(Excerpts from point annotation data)

____

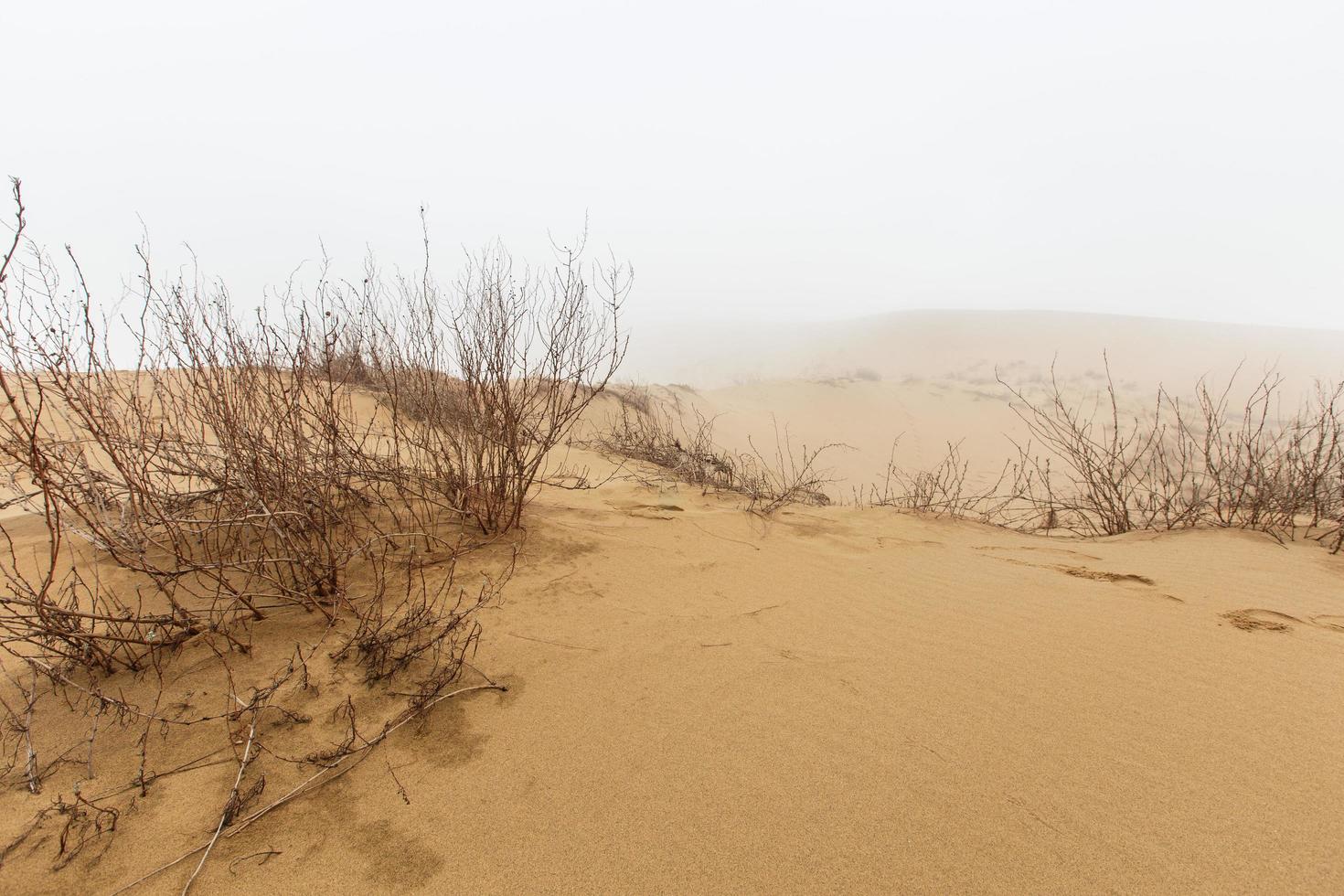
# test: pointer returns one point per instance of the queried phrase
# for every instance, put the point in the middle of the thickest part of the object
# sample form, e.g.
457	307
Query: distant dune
930	378
971	344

____

▶ _WHAT THE TASK ASKS_
Can you extract every line of the records above word for word, leaving the pictures out?

▶ _TASK RESULT_
# test: pointer returns one point per instance of the queried phrase
# for every instance, put the point in the middle of the thickest part of the object
# sample form, e.g.
457	307
Query: distant dune
930	378
971	344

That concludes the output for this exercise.